__DIRECTIONS FOR THIS TASK__.
Copy the lines of the entries that start with the one containing "the rock face" and end with the one containing "464, 239, 593, 295", replacing "village" with "settlement" and leaving everything else unchanged.

__DATA LINES__.
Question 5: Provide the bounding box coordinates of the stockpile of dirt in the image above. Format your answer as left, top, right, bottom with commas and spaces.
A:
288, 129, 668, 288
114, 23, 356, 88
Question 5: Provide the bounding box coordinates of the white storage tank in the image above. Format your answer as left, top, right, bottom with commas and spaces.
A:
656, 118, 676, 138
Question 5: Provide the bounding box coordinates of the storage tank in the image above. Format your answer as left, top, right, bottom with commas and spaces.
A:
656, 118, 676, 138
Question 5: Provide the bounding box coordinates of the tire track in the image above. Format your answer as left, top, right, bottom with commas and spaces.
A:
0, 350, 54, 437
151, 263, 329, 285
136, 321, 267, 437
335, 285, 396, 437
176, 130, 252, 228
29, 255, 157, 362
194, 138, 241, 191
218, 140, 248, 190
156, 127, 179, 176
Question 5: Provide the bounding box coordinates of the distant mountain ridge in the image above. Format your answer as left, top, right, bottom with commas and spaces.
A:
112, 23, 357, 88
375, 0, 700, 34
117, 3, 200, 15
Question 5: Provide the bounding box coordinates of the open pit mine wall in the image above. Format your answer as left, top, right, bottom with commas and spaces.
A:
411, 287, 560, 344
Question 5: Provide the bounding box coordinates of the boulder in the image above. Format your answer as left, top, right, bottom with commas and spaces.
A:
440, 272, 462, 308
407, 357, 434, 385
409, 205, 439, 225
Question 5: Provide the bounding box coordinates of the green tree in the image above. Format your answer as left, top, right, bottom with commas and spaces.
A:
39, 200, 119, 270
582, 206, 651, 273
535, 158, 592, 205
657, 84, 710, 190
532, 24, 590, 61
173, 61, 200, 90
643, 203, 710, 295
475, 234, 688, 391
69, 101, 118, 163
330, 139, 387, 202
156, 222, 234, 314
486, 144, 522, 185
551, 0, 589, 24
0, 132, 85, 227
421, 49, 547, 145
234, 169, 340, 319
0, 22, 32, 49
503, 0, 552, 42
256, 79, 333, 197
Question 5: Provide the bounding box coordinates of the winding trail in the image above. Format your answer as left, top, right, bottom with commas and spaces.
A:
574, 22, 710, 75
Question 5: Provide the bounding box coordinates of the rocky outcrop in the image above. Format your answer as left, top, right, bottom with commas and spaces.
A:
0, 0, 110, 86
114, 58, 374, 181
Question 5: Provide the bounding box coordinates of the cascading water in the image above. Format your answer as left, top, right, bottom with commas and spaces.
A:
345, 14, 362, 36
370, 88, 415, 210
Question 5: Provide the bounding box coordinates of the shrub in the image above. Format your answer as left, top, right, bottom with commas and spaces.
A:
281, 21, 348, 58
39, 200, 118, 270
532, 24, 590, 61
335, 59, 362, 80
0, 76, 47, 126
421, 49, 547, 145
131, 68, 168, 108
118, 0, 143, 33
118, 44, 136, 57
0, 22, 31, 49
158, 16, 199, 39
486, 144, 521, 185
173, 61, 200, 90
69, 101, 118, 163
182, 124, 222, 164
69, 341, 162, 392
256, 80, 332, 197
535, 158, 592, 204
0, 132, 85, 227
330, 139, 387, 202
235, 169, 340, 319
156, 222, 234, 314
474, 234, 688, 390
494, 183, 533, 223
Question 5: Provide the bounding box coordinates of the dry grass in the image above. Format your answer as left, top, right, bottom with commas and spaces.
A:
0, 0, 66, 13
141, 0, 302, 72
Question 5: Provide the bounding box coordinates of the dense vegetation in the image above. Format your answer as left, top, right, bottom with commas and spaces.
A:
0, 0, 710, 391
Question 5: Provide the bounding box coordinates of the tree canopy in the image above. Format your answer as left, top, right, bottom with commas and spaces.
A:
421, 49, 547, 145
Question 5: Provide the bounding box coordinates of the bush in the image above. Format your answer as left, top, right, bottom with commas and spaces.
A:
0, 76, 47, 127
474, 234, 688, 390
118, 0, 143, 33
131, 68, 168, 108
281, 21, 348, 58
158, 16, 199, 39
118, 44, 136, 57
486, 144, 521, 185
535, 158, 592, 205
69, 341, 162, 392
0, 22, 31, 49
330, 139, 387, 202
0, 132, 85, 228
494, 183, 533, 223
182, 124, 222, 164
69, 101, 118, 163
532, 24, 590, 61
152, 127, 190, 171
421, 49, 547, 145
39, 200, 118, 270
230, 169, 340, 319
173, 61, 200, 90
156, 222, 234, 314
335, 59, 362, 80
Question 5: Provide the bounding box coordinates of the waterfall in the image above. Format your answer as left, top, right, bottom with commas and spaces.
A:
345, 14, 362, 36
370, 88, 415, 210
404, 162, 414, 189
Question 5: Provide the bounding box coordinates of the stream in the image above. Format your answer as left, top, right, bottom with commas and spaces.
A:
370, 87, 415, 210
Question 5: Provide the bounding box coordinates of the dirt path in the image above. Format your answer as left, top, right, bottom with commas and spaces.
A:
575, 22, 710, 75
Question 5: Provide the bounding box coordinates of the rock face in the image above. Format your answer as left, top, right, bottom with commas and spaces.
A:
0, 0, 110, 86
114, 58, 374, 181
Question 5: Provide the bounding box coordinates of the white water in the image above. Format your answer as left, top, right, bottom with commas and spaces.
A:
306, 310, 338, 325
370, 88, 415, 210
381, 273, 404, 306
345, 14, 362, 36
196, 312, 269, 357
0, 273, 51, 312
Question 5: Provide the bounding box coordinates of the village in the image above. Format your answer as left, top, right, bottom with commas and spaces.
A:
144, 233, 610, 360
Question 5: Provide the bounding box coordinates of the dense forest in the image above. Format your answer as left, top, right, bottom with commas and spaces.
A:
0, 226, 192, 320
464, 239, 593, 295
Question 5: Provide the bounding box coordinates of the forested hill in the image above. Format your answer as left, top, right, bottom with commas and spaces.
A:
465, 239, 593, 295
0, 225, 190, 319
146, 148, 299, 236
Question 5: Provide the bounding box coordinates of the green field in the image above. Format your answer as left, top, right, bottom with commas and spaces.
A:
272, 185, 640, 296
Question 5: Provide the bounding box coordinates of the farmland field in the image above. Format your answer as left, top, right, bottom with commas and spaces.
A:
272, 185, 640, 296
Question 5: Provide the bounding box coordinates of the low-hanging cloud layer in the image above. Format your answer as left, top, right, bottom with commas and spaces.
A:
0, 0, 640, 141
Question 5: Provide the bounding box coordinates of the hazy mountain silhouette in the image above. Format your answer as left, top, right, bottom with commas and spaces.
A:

__REPLY__.
Question 5: Provide the bounding box coordinates of the rock face in the image above. Format your answer as left, top, right, bottom with commas and spaces.
A:
0, 0, 110, 86
114, 58, 374, 181
Question 5: Provide the bounding box coordinates of the white water in the image above. Format your answer as left, top, right, bottom with commas and spaces.
A:
306, 310, 338, 325
370, 88, 415, 210
381, 273, 404, 306
345, 14, 362, 36
196, 312, 269, 357
0, 273, 51, 312
Question 5: Provide the bounding box coordinates of the settlement in the image above. Format your answer as left, top, right, bottom with commas and spaces.
A:
144, 233, 610, 360
Question 5: Provide the bounding box coordinates of the dense forest in the image above. Format your answer as left, top, right, bottom with commas and spaces.
A:
0, 226, 192, 320
464, 239, 593, 295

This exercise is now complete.